[Opening RECORDS TO USE section]

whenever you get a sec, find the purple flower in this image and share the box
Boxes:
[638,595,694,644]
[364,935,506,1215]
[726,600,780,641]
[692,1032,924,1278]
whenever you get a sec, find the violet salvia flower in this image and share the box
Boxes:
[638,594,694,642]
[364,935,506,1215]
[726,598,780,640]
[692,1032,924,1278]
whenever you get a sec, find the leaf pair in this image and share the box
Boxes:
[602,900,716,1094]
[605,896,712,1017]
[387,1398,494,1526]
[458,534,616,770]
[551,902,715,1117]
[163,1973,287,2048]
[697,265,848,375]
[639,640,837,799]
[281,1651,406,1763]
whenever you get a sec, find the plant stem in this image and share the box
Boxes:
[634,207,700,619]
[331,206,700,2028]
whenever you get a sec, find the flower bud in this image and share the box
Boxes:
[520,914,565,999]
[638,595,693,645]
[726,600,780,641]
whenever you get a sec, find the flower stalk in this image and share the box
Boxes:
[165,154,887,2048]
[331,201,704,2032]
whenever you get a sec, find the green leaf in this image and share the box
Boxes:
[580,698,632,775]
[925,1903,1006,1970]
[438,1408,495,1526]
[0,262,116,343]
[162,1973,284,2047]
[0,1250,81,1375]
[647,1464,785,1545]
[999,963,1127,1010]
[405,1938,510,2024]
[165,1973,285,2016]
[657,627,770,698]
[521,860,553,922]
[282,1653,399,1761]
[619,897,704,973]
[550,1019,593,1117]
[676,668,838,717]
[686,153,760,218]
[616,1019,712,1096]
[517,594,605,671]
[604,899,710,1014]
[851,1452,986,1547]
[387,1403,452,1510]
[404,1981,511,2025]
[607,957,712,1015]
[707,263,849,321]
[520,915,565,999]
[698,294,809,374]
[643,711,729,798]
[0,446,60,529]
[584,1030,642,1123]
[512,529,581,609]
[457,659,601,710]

[Closing RECORDS TO USE section]

> **EXERCISE INSTRUCTIONS**
Say each line again exactly as it appears above.

> **ANSWER**
whenever you get a sec, find the purple flower in this image and share the box
Boxes:
[638,595,694,644]
[364,935,506,1215]
[726,600,780,641]
[692,1032,924,1278]
whenever you get a sec, find the violet salvia flower in this image and share the box
Boxes:
[638,594,694,642]
[364,935,506,1215]
[726,598,780,640]
[692,1032,924,1278]
whenever you get a sec, find the leaf pair in this image and share the box
Boxes:
[602,900,716,1094]
[605,896,712,1017]
[387,1398,494,1526]
[458,534,616,770]
[551,902,715,1117]
[163,1973,287,2048]
[697,265,848,375]
[639,640,837,799]
[281,1651,406,1763]
whenever you get a sec, find the plant stem in this image and share the box
Boxes:
[634,207,700,619]
[331,206,700,2028]
whenever you get a sec, find the flower bud in this image and share the box
Boxes:
[520,914,565,999]
[638,595,693,645]
[726,600,780,641]
whenever you get a sec, find the flower stalk in this image and share the box
Boxes:
[165,154,887,2048]
[331,201,704,2032]
whenever you get a sec, find the green leaf in this image and share the box
Boxes:
[580,698,632,775]
[925,1903,1006,1970]
[438,1408,495,1526]
[0,262,116,343]
[162,1973,284,2047]
[0,1250,81,1375]
[647,1464,785,1545]
[999,963,1127,1010]
[405,1938,510,2024]
[165,1973,285,2016]
[657,627,770,698]
[521,860,553,922]
[282,1653,399,1761]
[619,897,704,973]
[550,1019,593,1117]
[676,668,838,717]
[686,153,760,218]
[616,1019,712,1096]
[517,594,605,671]
[604,899,710,1014]
[851,1452,986,1547]
[387,1403,452,1510]
[404,1981,511,2025]
[607,957,712,1015]
[707,263,849,321]
[520,915,565,999]
[698,294,809,374]
[643,711,729,798]
[0,446,60,529]
[584,1030,642,1123]
[512,529,581,609]
[457,659,601,710]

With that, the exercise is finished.